__Given problem__.
All of the records listed below should be retyped exactly.

## begin Records to use

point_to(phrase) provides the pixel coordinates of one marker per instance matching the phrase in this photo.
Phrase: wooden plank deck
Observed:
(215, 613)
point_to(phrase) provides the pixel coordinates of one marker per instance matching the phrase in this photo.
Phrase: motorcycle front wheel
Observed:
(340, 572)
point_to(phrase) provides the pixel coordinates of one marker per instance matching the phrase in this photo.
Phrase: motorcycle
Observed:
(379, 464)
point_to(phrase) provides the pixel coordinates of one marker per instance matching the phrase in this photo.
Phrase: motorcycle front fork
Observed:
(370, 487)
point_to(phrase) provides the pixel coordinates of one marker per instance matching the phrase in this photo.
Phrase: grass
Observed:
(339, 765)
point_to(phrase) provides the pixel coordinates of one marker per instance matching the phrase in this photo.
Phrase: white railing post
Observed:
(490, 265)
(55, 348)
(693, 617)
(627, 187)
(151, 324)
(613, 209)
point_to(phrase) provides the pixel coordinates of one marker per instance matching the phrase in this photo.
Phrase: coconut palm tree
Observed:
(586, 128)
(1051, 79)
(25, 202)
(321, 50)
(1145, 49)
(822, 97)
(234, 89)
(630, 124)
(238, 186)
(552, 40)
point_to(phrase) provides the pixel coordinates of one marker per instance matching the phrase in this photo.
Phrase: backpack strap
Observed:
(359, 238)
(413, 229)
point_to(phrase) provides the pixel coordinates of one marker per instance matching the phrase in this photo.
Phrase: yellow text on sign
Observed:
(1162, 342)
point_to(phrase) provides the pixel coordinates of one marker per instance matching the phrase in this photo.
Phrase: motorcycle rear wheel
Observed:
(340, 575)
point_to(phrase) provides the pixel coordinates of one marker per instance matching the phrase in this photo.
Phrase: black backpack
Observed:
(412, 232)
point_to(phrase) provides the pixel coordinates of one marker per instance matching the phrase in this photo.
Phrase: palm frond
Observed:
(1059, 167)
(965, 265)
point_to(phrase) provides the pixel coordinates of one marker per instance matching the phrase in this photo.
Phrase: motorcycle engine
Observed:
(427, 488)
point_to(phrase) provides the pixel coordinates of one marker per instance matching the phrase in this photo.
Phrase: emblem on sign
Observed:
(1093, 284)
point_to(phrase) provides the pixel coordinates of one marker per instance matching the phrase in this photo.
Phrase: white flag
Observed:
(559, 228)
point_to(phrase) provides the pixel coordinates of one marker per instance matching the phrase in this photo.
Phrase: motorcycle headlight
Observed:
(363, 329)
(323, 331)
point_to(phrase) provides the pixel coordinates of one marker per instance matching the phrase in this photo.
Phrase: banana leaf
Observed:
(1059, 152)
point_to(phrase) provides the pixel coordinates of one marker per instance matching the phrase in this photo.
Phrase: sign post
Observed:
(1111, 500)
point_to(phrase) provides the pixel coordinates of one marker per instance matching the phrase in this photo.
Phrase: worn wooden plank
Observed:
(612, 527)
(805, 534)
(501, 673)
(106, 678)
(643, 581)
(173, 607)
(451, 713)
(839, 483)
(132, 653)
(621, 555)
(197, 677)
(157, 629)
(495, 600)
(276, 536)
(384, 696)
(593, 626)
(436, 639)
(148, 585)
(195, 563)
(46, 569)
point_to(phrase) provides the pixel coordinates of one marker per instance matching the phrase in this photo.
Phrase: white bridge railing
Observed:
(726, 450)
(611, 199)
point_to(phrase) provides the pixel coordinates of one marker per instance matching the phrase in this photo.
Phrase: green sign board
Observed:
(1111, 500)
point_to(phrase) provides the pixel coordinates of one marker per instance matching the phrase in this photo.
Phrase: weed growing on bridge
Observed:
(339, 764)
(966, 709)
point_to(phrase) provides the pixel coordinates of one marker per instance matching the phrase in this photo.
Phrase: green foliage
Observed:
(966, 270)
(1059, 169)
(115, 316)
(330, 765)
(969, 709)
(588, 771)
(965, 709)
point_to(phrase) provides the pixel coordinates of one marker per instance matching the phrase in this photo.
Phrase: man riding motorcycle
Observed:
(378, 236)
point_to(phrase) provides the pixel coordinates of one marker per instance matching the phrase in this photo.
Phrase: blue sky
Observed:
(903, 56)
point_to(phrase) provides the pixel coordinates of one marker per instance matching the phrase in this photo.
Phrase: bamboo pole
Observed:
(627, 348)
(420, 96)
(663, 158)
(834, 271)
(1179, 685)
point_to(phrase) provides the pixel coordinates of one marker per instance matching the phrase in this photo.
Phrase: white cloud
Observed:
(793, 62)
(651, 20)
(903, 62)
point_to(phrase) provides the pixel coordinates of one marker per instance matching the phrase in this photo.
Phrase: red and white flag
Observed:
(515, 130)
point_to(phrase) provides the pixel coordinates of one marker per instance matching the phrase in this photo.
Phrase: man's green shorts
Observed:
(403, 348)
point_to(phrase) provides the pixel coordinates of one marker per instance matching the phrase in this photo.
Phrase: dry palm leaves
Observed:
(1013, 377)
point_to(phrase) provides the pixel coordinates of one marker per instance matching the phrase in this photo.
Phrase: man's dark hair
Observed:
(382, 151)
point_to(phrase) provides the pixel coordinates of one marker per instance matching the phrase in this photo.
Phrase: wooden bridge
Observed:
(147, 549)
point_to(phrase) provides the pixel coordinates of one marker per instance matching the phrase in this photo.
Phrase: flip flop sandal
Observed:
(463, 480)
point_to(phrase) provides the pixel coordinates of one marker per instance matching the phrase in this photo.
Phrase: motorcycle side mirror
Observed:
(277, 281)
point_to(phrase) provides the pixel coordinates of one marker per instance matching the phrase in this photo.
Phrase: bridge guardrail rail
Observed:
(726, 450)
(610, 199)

## end Records to use

__Result for this task__.
point_to(phrase) provides the pixel coordinates of one marker per instance matching the phrase in this photo.
Phrase: wooden plank deck
Observed:
(215, 613)
point_to(phrase) provides the pixel coordinates of one marker per instance matching the phrase in this photo.
Phrase: motorcycle front wheel
Observed:
(340, 572)
point_to(phrase) provides the pixel coordinates of one marker per instance matching the phrase in this photo.
Phrase: motorcycle
Observed:
(379, 464)
point_to(phrase) provides the pixel coordinates of one marker per instance matching the phrase in this photo.
Phrase: motorcycle front fork
Observed:
(370, 487)
point_to(phrase) provides the pixel coordinates of one marker per instance matching the phrase in this photo.
Phrase: grass
Observed:
(339, 765)
point_to(phrase) provides the pixel coordinates of one marker per instance matching the phrase in this photo.
Phrase: white railing post
Observed:
(490, 265)
(55, 348)
(693, 617)
(627, 187)
(151, 324)
(613, 209)
point_to(phrase) provides the pixel coordinates of one marker per instance matching the phrase in this photo.
Phrase: coconut palm tree
Observed:
(586, 128)
(1051, 79)
(25, 202)
(321, 50)
(1145, 49)
(822, 97)
(234, 89)
(630, 124)
(238, 186)
(552, 40)
point_to(phrase) provides the pixel coordinates of one marker per instance matching the phrase in this photo.
Phrase: backpack strap
Observed:
(359, 238)
(413, 229)
point_to(phrase) provides the pixel coordinates of one marker per instance matching the phrase in this photo.
Phrase: yellow text on sign
Observed:
(1162, 342)
point_to(phrase) provides the pixel coordinates of one marker per instance matching the phrase in this photo.
Phrase: motorcycle rear wheel
Observed:
(340, 575)
point_to(phrase) provides the pixel coordinates of one marker per instance matching the phrase in this photo.
Phrase: black backpack
Observed:
(412, 232)
point_to(phrase) provides the pixel coordinates of one marker per instance matching the phrase in this photo.
Phrase: palm frond
Observed:
(1059, 167)
(965, 265)
point_to(phrase) provides the pixel coordinates of one marker per instance matching the phrase in this photo.
Phrase: motorcycle engine
Observed:
(427, 488)
point_to(phrase) provides the pixel coordinates of one marker per instance matching the phrase in this photo.
Phrase: emblem on sign
Observed:
(1093, 284)
point_to(phrase) provides the pixel coordinates of one marker per instance matching the phrase in this photo.
Phrase: white flag
Observed:
(559, 228)
point_to(phrase) provides the pixel coordinates of one marker per instance matching the phrase in this photo.
Phrase: motorcycle headlight
Observed:
(363, 329)
(323, 331)
point_to(phrase) provides the pixel coordinates of one marker per instance matching the phrase in this photo.
Phrase: banana leaf
Observed:
(1059, 152)
point_to(phrase) provides the pixel coordinates of one marker per instance matching the phrase in this photo.
Phrase: sign post
Observed:
(1111, 500)
point_to(phrase) provides the pixel coordinates of one marker per instance matching the phrase in this photo.
Phrase: worn wooden plank
Observed:
(612, 527)
(805, 534)
(501, 673)
(106, 678)
(643, 581)
(173, 607)
(451, 713)
(839, 483)
(132, 653)
(621, 555)
(197, 677)
(157, 629)
(495, 600)
(276, 536)
(384, 696)
(593, 626)
(436, 639)
(148, 585)
(195, 563)
(46, 569)
point_to(phrase) provides the pixel coordinates of one marker per instance matching the phrase in this photo.
Phrase: white bridge railing
Observed:
(726, 450)
(611, 199)
point_to(phrase) provides the pixel coordinates of one marker per instance matching the phrase in this photo.
Phrase: green sign board
Observed:
(1111, 500)
point_to(phrase) provides the pixel coordinates of one marker per instance matching the phrase in this photo.
Phrase: weed growing on bridge
Observed:
(339, 764)
(966, 709)
point_to(phrase) provides the pixel coordinates of one marker per instance matching the phrase in this photo.
Phrase: green foliage
Observed:
(966, 270)
(1059, 169)
(115, 316)
(330, 765)
(969, 709)
(588, 771)
(965, 709)
point_to(phrase) provides the pixel coordinates of one marker per instance matching the phrase in this photo.
Phrase: man riding motorcycle
Observed:
(378, 236)
point_to(phrase) provides the pixel coordinates of one marker per instance matching the phrase in this photo.
Phrase: blue sky
Observed:
(903, 56)
point_to(phrase) provides the pixel coordinates of one marker per instance matching the phrase in this photo.
Phrase: bamboo pole
Observed:
(627, 348)
(420, 96)
(663, 158)
(834, 271)
(1179, 685)
point_to(phrase) provides the pixel coordinates of one marker per instance matching the phrase in this photo.
Phrase: white cloud
Observed:
(793, 62)
(651, 20)
(903, 62)
point_to(phrase) provides the pixel coordinates of one marker per instance matching the phrase in this photo.
Phrase: red and white flag
Observed:
(515, 130)
point_to(phrase) provides the pixel coordinates of one marker per instance matching the phrase in this photo.
Phrase: man's green shorts
Observed:
(403, 348)
point_to(phrase) provides the pixel coordinates of one marker per instance matching the phrase in this photo.
Phrase: dry palm leaves
Observed:
(1013, 377)
point_to(phrase) provides the pixel coordinates of one marker per instance matching the phrase in this photo.
Phrase: man's dark hair
Observed:
(382, 151)
point_to(phrase) provides the pixel coordinates of one marker per instance matching the phrase in this photo.
Phrase: wooden bridge
Observed:
(147, 549)
point_to(phrase) provides the pixel coordinates of one marker per instance matching the phrase in this photo.
Phrase: flip flop sandal
Observed:
(463, 480)
point_to(phrase) provides the pixel coordinates of one marker per instance matching the phrase in this photo.
Phrase: motorcycle side mirror
Observed:
(277, 281)
point_to(phrase) provides the pixel coordinates of one marker per instance matching the phrase in this photo.
Phrase: bridge guardrail rail
Observed:
(726, 450)
(610, 199)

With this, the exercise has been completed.